**DOCUMENT PASSAGE**
'''

The separation of China into a "China proper" dominated by Han Chinese and one or more "Other Chinas" of ethnic minorities impugns on the legitimacy of China's current borders, which is based on the succession of states principle. According to Sinologist Colin Mackerras, foreign governments have generally accepted Chinese claims over its minority areas, because to redefine a country's territory every time it underwent a change of regime would cause endless instability and warfare. Also, he asks, "if the boundaries of the Qing were considered illegitimate, why should it go back to the much smaller Ming in preference to the quite extensive Tang dynasty boundaries?"[17]

Extent

The approximate extent of China proper during the late Ming dynasty, the last Han Chinese dynasty.
The Eighteen Provinces of China proper in 1875, before Taiwan's separation from Fujian in 1885 and its annexation by Japan in 1895.

There is no fixed extent for China proper, as it is used to express the contrast between the core and frontier regions of China from multiple perspectives: historical, administrative, cultural, and linguistic.

Historical perspective

One way of thinking about China proper is to refer to ancient Han Chinese dynasties. Chinese civilization developed from a core region in the North China Plain, and expanded outwards over several millennia, conquering and assimilating surrounding peoples, or being conquered and influenced in turn. Some dynasties, such as the Han and Tang dynasties, were particularly expansionist, extending far into Central Asia, while others, such as the Jin and Song dynasties, were forced to relinquish the North China Plain itself to rivals from Northeastern and Central Asia.

The Ming Dynasty was the last Han Chinese dynasty and second-last imperial dynasty to rule China. It governed fifteen administrative entities, which included thirteen provinces (Chinese: 布政使司; Pinyin: Bùzhèngshǐ Sī) and two "directly-governed" areas. After the Manchu-founded Qing Dynasty succeeded the Ming Dynasty, the Qing court decided to continue to use the Ming administrative system to rule over former Ming lands, without applying it to other domains within the Qing Dynasty, namely Manchuria, Mongolia, Xinjiang, and Tibet. The 15 administrative units of the Ming Dynasty underwent minor reforms to become the Eighteen Provinces (一十八行省 Pinyin: Yīshíbā Xíngshěng, or 十八省 Shíbā Shěng) of China proper under the Qing Dynasty. It was these eighteen provinces that early Western sources referred to as China proper.

'''

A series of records
'''

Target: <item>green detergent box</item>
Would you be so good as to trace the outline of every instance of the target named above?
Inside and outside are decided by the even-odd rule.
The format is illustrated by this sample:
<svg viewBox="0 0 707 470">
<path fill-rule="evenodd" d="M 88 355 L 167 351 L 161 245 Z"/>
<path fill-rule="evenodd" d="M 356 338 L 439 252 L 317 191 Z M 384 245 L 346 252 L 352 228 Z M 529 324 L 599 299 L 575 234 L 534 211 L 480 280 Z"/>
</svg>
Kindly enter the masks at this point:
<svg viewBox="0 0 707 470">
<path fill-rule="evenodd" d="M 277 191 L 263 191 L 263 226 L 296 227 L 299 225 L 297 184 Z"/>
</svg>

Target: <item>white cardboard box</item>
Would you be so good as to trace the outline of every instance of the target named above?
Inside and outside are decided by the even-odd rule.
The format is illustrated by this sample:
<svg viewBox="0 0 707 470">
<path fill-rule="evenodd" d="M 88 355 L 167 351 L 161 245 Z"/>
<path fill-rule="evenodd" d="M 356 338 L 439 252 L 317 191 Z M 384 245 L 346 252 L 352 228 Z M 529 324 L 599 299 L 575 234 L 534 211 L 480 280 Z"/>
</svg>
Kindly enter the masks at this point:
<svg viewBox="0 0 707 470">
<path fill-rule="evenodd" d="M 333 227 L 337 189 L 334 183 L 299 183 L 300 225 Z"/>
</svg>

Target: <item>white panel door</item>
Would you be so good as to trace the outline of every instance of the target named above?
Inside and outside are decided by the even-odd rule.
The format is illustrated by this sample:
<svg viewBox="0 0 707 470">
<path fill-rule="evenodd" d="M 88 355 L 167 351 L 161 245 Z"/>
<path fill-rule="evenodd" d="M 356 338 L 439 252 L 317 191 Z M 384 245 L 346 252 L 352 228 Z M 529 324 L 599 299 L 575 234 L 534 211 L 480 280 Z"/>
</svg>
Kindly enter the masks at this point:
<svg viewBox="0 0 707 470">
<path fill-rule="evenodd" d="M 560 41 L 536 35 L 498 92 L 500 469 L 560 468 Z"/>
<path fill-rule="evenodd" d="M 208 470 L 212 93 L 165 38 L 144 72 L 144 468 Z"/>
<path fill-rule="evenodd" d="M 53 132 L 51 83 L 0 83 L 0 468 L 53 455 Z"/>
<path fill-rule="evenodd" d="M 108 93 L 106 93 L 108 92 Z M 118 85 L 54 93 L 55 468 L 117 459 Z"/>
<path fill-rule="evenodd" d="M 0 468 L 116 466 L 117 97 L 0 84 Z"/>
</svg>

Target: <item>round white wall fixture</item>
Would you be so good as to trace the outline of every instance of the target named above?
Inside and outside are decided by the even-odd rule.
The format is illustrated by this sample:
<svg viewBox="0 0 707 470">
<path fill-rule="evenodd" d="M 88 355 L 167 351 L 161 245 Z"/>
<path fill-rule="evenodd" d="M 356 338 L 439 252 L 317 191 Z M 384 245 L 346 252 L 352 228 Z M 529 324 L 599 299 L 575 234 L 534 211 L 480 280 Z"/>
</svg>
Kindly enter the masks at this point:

'''

**PROBLEMS TO SOLVE**
(A) Say whether each statement agrees with the passage on China proper, answering yes or no and quoting the deciding words of the passage: (i) The Ming Dynasty governed fifteen administrative entities, thirteen of which were provinces. (ii) The Qing court applied the Ming administrative system to Manchuria and Tibet. (iii) China proper has a fixed extent.
(B) According to the passage on China proper, which dynasties were forced to give up the North China Plain to rivals?
(C) Repeat word for word the part of the passage on China proper that opens with the words containing "The separation of" and closes with "Han Chinese dynasty.".

**EXERCISE ANSWERS**
(A)
(i) Yes: "It governed fifteen administrative entities, which included thirteen provinces"
(ii) No: "without applying it to other domains within the Qing Dynasty, namely Manchuria, Mongolia, Xinjiang, and Tibet"
(iii) No: "There is no fixed extent for China proper"

(B) The Jin and Song dynasties.

(C)
The separation of China into a "China proper" dominated by Han Chinese and one or more "Other Chinas" of ethnic minorities impugns on the legitimacy of China's current borders, which is based on the succession of states principle. According to Sinologist Colin Mackerras, foreign governments have generally accepted Chinese claims over its minority areas, because to redefine a country's territory every time it underwent a change of regime would cause endless instability and warfare. Also, he asks, "if the boundaries of the Qing were considered illegitimate, why should it go back to the much smaller Ming in preference to the quite extensive Tang dynasty boundaries?"[17]

Extent

The approximate extent of China proper during the late Ming dynasty, the last Han Chinese dynasty.